§ **Work instruction**: Set down exactly the lines from the one containing "In this exercise you will mark each instance of the baseball" through the last line of the records below, both included, and nothing else.

Segment Start: Given information

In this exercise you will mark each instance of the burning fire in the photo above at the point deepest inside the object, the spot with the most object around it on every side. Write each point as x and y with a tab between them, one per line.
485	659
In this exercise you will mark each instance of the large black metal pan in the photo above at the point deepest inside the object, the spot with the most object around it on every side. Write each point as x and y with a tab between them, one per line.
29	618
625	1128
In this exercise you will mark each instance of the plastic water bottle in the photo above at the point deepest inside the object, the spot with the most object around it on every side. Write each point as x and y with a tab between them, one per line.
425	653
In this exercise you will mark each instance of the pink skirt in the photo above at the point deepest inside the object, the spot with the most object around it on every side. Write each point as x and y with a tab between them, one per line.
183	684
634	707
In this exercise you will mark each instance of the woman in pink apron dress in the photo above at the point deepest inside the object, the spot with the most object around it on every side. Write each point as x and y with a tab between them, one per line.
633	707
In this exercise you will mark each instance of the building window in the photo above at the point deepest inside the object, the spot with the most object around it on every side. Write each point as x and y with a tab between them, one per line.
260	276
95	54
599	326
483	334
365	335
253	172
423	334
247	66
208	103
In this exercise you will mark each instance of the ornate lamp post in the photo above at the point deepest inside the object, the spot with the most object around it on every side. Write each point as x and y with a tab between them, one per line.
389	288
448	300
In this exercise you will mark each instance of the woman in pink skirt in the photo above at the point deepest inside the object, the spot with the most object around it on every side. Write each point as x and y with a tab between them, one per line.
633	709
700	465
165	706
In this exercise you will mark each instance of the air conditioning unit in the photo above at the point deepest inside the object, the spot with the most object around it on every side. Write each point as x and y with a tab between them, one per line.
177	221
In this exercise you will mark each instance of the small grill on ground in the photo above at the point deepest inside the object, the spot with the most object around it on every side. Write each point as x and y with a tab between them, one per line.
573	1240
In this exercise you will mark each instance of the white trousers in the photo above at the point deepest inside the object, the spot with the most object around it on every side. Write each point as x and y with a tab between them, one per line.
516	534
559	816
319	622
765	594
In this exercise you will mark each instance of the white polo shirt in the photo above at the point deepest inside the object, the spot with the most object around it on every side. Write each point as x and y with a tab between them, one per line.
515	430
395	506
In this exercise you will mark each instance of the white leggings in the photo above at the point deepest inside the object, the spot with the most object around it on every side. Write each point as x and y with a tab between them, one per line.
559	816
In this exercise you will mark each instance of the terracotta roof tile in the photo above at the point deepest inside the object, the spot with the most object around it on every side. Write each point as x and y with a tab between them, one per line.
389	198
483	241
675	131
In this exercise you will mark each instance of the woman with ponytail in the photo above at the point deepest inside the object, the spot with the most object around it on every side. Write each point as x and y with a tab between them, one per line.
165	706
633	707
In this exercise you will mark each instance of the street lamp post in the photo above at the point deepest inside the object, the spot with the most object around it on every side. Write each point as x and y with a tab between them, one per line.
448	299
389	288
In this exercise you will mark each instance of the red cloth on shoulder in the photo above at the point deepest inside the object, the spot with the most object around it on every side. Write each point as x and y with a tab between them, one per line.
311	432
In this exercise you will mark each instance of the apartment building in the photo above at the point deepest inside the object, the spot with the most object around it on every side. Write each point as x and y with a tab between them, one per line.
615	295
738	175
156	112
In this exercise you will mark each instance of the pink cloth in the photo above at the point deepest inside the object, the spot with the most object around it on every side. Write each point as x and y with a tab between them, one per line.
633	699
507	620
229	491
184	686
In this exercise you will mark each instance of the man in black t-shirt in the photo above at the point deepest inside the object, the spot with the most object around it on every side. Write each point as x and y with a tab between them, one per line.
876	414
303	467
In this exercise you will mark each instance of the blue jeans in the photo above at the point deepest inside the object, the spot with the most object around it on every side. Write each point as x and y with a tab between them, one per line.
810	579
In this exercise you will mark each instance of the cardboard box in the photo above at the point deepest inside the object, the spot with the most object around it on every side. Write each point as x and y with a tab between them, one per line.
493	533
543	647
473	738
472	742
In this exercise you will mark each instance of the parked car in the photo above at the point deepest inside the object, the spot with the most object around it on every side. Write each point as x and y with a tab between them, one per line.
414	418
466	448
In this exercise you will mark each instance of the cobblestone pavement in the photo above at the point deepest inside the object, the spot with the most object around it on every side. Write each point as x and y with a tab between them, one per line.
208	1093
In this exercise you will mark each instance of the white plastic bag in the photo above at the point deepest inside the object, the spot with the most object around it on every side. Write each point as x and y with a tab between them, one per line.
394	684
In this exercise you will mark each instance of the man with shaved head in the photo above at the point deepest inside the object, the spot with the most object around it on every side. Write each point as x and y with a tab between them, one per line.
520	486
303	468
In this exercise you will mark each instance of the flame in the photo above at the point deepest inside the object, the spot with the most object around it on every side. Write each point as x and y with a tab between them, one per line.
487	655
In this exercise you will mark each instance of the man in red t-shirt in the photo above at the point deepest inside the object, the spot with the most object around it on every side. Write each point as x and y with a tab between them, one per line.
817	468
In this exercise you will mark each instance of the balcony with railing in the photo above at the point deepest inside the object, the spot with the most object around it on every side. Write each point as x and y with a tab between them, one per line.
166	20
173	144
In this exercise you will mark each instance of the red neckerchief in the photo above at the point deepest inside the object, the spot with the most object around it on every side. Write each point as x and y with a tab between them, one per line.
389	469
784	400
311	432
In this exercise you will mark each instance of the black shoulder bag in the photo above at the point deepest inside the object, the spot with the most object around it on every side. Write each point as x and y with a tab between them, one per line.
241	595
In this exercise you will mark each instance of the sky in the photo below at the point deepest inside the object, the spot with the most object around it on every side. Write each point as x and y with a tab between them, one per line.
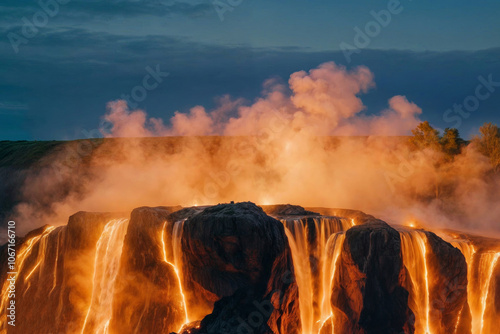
62	61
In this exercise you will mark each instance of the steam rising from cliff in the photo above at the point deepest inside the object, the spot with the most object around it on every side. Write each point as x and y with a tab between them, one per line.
277	149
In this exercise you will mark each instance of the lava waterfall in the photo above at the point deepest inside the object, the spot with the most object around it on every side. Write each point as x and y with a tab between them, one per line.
241	268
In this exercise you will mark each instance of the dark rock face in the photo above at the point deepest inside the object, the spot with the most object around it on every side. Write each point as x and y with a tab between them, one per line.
238	252
147	296
448	285
368	296
287	210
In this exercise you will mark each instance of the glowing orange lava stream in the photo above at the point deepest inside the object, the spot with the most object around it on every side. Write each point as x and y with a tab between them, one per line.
21	256
106	266
414	246
177	274
484	297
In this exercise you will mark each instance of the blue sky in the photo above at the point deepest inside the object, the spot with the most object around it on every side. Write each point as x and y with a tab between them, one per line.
91	52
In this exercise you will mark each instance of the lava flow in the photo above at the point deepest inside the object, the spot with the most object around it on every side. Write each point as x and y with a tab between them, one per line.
102	275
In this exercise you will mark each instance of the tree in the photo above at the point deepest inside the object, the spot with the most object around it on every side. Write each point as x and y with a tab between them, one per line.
425	136
488	143
451	143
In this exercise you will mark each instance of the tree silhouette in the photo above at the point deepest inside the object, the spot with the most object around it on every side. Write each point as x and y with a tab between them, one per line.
488	143
451	143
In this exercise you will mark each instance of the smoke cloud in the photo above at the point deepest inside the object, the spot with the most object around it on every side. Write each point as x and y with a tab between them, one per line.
309	143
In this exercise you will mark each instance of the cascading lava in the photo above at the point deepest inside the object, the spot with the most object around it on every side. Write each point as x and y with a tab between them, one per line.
234	268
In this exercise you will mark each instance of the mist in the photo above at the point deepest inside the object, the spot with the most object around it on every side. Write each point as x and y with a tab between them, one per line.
309	142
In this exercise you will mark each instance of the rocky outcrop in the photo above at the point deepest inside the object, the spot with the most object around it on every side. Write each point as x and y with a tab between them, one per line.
368	296
237	254
448	285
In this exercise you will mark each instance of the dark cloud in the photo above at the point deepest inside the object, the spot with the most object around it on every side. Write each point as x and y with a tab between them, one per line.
13	10
65	77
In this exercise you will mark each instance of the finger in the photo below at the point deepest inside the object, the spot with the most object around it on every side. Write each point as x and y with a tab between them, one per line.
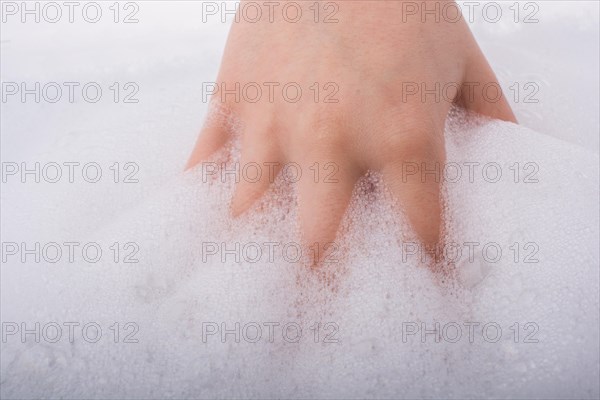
259	165
324	192
213	136
482	93
413	180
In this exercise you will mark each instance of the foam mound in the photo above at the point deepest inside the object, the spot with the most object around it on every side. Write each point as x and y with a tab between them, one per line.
167	310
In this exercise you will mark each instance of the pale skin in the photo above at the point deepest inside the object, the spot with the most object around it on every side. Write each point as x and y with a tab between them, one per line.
370	55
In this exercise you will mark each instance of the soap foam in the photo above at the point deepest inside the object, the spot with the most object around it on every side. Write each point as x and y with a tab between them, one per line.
368	303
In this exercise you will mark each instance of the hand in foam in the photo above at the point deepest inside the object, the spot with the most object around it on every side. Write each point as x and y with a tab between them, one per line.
365	88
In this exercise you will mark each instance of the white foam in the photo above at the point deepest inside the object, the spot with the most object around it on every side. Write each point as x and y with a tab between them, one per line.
374	294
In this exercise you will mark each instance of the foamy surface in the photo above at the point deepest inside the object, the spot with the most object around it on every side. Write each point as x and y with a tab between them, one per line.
528	318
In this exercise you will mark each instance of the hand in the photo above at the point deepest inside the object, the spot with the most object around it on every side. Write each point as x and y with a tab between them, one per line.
375	62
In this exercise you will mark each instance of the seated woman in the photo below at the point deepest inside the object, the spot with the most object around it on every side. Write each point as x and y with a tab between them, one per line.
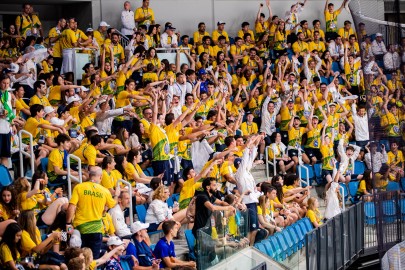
158	210
39	198
313	212
264	215
8	204
32	245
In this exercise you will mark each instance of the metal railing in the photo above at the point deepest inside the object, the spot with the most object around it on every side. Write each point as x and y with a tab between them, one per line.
268	162
338	242
24	153
131	210
71	177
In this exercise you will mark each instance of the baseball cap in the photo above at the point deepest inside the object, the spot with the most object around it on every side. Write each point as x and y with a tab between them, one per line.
202	71
48	110
73	99
137	226
114	241
103	23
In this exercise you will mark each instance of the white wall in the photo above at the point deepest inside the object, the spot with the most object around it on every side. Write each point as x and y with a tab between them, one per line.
186	14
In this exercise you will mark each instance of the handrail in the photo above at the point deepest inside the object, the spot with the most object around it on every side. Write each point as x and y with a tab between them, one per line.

Segment End: Given information

§ **Response for this exercise**:
In this exercise you will mark each instance of the baseball cap in the photo above at the point deepest inside the object, the spot with the most object around it on every side. Write each point as x and y with a tab between them, one per line.
202	71
48	110
73	99
137	226
114	241
103	23
In this exercise you will mark each instance of the white wall in the photo above at the point deepest inside the object, the spot with the most object around it on every side. Write each point as x and y with a tab between them, one per line.
186	14
In this exercise you will mark each instance of the handrail in the photo above at the point deepest inside the object, the spot with the most object around it on every side. Write each point as x and y with a tab between them, one per line.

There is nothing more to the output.